**INFORMATION PROVIDED**:
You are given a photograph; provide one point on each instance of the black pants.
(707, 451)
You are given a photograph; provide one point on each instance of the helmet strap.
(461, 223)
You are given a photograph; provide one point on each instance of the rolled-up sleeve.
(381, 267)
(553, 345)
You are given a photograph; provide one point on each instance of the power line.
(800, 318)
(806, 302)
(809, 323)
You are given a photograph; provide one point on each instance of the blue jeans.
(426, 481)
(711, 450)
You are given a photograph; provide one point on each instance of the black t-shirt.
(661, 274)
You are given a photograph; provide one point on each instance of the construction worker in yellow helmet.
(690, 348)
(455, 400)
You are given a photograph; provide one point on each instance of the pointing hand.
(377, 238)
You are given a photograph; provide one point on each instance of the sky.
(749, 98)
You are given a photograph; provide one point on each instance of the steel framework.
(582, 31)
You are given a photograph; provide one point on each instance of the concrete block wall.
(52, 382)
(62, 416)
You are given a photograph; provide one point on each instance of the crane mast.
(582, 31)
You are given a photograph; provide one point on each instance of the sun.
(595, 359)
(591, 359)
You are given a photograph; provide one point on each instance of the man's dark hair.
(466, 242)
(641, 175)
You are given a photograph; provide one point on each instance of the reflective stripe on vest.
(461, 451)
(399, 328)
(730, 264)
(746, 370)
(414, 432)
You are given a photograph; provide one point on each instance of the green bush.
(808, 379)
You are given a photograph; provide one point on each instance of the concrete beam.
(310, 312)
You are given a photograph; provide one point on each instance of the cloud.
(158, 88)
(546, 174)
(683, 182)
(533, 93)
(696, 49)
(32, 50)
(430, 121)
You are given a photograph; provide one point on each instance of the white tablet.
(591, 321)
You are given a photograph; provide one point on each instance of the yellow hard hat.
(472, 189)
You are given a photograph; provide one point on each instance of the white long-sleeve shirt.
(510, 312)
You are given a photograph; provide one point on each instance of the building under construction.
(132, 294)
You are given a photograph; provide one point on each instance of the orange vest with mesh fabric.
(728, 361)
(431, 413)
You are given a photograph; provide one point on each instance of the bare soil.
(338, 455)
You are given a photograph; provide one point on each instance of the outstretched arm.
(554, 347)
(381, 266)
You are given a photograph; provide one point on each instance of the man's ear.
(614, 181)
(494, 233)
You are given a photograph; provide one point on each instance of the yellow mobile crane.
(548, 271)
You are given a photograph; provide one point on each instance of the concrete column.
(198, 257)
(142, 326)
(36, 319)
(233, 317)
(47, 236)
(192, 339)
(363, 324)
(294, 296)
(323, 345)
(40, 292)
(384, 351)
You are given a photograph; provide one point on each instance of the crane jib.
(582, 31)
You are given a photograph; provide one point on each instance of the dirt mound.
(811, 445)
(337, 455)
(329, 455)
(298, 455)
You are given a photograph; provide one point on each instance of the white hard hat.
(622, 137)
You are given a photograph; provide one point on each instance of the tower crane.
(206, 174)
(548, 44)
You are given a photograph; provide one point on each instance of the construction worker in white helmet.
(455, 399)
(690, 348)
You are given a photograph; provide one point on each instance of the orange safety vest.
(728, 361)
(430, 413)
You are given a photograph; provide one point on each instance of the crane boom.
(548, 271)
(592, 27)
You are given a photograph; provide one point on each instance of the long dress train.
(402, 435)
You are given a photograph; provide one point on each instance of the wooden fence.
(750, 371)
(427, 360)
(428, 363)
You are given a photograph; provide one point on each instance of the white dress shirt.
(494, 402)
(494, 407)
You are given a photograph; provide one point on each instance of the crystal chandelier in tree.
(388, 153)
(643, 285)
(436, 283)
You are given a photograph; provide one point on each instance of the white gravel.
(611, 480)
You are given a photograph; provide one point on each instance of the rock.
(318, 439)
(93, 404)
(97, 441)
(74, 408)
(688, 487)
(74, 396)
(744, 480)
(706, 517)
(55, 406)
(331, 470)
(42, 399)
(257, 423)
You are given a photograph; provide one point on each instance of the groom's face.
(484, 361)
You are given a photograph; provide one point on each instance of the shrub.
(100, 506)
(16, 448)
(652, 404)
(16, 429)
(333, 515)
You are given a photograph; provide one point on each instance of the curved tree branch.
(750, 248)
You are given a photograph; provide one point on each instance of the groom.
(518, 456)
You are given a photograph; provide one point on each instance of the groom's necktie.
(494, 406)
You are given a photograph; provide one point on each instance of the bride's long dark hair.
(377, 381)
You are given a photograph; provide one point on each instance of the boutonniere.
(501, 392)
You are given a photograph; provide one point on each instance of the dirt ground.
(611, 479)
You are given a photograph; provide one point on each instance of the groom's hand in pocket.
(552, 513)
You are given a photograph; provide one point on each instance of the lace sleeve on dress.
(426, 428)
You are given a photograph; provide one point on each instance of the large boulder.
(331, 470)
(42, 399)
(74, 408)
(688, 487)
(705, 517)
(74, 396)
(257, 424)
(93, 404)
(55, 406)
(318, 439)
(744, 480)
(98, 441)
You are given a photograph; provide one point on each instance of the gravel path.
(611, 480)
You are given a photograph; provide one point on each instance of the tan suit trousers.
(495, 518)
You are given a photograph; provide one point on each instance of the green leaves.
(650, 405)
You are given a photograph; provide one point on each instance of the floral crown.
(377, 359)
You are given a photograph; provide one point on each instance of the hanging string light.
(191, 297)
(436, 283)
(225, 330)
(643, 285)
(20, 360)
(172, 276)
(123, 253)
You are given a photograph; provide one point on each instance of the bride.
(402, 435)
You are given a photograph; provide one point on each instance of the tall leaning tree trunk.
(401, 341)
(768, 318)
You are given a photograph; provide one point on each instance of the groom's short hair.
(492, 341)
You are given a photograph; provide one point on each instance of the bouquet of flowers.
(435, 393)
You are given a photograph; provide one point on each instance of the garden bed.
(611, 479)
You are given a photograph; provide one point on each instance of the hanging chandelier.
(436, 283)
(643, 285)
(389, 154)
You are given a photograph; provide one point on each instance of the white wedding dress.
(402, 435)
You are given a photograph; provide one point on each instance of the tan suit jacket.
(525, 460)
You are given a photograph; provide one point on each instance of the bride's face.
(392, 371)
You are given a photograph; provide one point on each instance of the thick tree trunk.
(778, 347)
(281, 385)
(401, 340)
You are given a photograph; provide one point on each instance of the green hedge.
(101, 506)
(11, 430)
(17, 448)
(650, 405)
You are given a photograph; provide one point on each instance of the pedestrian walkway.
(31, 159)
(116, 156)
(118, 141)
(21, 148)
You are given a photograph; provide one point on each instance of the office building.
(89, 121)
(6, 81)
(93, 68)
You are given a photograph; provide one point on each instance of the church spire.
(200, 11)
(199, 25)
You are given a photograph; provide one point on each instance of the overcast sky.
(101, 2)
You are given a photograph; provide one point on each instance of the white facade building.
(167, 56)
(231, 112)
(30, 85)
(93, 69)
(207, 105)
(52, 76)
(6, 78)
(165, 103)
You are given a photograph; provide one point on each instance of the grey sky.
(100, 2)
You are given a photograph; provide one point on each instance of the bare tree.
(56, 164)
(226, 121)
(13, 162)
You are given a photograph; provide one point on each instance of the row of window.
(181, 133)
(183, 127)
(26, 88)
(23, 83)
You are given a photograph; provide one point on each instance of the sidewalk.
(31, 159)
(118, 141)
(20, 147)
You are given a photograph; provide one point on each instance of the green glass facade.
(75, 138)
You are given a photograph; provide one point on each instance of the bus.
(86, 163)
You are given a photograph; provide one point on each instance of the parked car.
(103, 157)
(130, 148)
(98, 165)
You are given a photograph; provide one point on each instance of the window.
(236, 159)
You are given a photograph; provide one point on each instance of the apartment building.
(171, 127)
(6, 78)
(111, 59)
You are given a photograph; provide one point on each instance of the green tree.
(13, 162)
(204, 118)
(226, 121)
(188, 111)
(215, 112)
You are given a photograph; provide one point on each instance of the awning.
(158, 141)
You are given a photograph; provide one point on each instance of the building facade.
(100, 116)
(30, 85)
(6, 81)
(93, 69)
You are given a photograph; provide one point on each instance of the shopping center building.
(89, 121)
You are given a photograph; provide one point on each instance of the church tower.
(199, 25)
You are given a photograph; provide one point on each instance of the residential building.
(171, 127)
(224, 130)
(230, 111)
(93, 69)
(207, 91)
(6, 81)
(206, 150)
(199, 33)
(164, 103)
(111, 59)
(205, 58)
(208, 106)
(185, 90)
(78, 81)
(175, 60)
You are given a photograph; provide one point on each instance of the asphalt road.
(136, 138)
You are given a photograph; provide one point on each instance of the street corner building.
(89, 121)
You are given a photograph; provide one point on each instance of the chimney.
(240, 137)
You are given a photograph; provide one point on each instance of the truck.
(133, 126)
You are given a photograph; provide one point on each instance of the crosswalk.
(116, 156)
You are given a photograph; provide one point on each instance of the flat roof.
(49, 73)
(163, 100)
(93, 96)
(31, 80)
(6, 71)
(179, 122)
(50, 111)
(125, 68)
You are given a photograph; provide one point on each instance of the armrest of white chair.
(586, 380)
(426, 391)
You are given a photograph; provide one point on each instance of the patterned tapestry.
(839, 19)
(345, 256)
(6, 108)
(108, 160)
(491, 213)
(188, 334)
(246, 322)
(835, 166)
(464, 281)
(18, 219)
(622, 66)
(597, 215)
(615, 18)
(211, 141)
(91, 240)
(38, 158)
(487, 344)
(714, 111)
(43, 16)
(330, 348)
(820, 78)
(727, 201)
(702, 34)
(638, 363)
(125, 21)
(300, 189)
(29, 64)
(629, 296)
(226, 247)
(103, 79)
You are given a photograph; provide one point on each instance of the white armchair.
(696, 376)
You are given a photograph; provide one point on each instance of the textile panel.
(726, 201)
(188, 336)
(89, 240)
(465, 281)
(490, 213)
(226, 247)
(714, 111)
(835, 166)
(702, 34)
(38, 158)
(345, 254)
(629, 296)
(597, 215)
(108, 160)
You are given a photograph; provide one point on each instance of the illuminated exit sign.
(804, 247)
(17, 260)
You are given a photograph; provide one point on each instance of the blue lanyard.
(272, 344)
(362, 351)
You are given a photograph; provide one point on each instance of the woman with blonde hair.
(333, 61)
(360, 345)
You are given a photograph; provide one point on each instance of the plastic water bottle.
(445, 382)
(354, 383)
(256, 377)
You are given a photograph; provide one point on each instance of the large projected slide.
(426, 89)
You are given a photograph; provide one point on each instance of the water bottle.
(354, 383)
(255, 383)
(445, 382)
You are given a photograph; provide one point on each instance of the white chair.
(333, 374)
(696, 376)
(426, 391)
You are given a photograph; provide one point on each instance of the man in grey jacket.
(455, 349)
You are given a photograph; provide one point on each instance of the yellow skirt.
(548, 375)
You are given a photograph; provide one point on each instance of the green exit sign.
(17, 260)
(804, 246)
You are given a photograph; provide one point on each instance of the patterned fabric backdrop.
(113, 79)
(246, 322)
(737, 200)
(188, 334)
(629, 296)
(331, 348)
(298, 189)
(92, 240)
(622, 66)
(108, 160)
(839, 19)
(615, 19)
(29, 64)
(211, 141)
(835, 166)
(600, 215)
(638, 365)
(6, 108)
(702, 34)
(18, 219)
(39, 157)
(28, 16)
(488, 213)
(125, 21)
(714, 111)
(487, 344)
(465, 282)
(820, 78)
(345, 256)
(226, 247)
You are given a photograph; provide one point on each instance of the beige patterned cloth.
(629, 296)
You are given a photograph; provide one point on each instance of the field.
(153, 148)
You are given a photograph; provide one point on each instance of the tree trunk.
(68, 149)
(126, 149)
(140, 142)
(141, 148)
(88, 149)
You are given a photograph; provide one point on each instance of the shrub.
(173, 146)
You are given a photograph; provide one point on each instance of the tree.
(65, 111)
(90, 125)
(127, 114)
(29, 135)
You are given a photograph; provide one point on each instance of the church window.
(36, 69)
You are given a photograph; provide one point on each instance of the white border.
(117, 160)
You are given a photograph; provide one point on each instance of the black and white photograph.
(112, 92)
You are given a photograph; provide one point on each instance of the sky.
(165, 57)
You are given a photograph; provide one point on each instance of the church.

**PROBLEM REQUIREMENTS**:
Quote the lines of the listing above that run from the line with "of the tree." through its last line, both included, and nothing else.

**SOLUTION**:
You are given a photograph; provide one point on each instance of the tree.
(65, 111)
(90, 125)
(127, 114)
(29, 135)
You are given a photograph; provide one point on each instance of the church window.
(36, 69)
You are given a photograph; provide one point on each instance of the white border.
(117, 160)
You are given a photograph; provide one point on each instance of the black and white photograph.
(112, 92)
You are given a photograph; provide one point on each instance of the sky.
(165, 57)
You are given a photograph; provide one point on each instance of the church.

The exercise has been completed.